Selected excerpt.
Emergency Management News

Wednesday, March 25, 2015

Wireless Emergency Alerts

Have you ever noticed a unique sound and vibration coming from your cell phone?  You may have received a Wireless Emergency Alert (WEA) - a nationwide emergency alert system notifying you of a pending emergency in your area. These messages provide information about extreme weather warnings, local emergencies, AMBER Alerts™, and Presidential Alerts during a national emergency.
WEAs look like a text message and show the type and time of the alert, any action you should take, and the agency issuing the alert. If you receive a WEA, follow any directions advised by the message and seek additional information from local media or authorities.
WEAs are sent by authorized government agencies through your mobile carrier. Government partners include local and state public safety agencies, FEMA, the Federal Communications Commission, the Department of Homeland Security, and the National Weather Service.
WEA messages can save lives! To learn more check, out FEMA’s WEA Public Service Announcements and the Be Smart. Know Your Alerts and Warnings guide from America’s PrepareAthon!

Wednesday, March 18, 2015

How You Can Help the American Red Cross #RedCross

Since March is Red Cross month, now is a good time to get involved with one of the nation’s leading humanitarian organizations dedicated to assisting people in need throughout the United States and the world. Since 2006, the Red Cross and FEMA have worked together to help government agencies and community organizations provide food, shelter, and family reunification services for people affected by disasters.
Each year, the Red Cross responds to about 70,000 natural and man-made disasters in the U.S.  In the past this organization and its partners have opened 1,400 evacuation shelters for disaster survivors, provided services for nearly 450,000 evacuees, and provided more than 68 million hot meals in the U.S. alone.
To provide these services, the Red Cross depends on public support. There are many ways to get involved. You can make a donationvolunteer in your community, give blood, or become a digital advocate, among other things. To learn more about how you can help, visit RedCross.org.

Information given.

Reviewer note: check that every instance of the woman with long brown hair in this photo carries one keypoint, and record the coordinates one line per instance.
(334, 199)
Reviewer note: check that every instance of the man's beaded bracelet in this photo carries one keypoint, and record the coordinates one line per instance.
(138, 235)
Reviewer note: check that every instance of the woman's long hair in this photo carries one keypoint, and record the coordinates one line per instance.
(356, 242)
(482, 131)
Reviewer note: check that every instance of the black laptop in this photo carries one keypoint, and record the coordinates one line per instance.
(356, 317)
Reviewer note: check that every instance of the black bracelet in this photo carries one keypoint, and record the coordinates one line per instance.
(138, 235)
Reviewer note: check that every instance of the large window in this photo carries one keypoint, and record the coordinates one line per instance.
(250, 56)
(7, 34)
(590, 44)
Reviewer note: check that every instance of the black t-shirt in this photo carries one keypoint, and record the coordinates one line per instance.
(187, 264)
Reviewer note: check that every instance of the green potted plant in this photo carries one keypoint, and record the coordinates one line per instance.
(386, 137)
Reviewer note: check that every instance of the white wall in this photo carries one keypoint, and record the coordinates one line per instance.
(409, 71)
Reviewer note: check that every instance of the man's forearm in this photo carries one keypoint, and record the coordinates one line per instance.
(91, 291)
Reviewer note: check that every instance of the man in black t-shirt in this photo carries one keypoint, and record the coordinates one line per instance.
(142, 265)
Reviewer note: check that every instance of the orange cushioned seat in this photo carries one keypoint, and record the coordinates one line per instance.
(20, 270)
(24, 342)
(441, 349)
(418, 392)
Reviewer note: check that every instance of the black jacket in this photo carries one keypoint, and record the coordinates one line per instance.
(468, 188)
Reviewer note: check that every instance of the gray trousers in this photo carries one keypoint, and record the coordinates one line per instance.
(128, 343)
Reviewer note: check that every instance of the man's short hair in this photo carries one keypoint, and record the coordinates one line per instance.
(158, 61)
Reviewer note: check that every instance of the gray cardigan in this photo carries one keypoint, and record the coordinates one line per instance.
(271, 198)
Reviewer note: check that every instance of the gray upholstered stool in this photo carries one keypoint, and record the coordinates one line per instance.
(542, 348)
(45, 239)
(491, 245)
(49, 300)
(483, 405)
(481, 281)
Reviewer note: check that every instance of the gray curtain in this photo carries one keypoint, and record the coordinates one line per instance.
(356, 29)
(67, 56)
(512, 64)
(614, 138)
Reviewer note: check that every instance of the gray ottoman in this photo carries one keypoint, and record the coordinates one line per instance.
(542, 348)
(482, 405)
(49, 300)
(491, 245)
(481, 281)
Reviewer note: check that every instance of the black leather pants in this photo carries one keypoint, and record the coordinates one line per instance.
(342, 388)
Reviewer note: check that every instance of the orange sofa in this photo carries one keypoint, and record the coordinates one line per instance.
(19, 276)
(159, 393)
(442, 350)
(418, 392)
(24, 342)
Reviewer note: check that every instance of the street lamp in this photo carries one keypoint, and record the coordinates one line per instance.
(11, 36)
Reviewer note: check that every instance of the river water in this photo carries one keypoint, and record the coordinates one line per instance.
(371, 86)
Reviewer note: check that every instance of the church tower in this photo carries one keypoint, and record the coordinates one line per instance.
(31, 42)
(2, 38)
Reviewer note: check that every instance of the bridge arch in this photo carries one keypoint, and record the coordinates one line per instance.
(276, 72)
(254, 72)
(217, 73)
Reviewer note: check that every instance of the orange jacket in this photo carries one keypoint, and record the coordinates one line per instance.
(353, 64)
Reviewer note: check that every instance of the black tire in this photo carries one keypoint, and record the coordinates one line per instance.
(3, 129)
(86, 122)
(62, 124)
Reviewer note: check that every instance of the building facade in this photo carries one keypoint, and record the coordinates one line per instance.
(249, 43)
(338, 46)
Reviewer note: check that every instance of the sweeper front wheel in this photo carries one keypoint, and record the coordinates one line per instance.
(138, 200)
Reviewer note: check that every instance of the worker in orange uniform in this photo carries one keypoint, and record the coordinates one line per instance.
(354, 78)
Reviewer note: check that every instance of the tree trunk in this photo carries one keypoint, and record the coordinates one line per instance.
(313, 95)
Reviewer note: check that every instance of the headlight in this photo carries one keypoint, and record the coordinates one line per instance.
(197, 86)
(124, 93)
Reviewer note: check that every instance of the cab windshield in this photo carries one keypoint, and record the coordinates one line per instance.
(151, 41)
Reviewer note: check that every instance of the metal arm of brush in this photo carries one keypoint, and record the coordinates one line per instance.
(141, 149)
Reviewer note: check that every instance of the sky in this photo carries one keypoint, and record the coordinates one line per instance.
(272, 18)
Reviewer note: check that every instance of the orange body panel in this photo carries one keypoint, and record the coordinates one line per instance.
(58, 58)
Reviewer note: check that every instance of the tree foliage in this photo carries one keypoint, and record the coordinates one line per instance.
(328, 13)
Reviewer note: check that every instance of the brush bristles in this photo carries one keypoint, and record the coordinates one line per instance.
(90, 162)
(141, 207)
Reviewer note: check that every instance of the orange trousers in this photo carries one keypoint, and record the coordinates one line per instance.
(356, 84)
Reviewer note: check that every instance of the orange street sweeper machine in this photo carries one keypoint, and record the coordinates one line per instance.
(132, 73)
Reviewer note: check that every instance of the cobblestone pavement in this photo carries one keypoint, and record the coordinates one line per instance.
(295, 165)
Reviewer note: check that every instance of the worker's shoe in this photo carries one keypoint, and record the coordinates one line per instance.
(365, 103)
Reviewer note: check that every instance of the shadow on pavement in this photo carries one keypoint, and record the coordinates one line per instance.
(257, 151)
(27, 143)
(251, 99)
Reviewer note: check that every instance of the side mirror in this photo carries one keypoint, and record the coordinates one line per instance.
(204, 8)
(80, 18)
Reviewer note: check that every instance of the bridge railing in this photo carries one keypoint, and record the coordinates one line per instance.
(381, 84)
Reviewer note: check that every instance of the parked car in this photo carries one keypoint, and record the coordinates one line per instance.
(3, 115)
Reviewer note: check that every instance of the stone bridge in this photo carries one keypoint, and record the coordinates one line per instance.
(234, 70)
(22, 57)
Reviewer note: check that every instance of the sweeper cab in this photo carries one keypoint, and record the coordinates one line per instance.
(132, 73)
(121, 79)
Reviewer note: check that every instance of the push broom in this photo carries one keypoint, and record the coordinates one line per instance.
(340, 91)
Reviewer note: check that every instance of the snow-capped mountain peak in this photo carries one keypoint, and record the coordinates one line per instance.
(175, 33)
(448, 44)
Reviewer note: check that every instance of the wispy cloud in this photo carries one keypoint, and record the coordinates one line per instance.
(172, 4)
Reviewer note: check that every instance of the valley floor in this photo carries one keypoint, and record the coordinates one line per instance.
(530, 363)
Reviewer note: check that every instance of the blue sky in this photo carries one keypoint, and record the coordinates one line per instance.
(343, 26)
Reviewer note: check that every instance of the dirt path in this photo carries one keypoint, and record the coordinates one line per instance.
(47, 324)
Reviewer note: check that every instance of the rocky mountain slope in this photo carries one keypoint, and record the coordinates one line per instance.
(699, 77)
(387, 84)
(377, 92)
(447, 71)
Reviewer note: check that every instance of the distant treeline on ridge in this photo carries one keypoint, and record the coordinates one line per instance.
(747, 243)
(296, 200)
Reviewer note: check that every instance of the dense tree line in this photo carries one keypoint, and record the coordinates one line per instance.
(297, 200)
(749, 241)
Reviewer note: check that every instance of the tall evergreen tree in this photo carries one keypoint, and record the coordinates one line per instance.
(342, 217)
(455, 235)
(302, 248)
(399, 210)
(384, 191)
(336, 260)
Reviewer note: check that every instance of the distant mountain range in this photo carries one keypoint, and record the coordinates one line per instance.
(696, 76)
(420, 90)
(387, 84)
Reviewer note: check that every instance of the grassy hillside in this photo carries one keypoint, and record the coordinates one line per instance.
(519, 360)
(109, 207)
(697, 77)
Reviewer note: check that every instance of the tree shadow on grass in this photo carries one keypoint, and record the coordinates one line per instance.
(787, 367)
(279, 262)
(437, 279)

Task instructions.
In the Emergency Management News text, which government partners are named as sending Wireless Emergency Alerts? These entries have no connection to the Emergency Management News text.

Answer below.
- Local and state public safety agencies
- FEMA
- The Federal Communications Commission
- The Department of Homeland Security
- The National Weather Service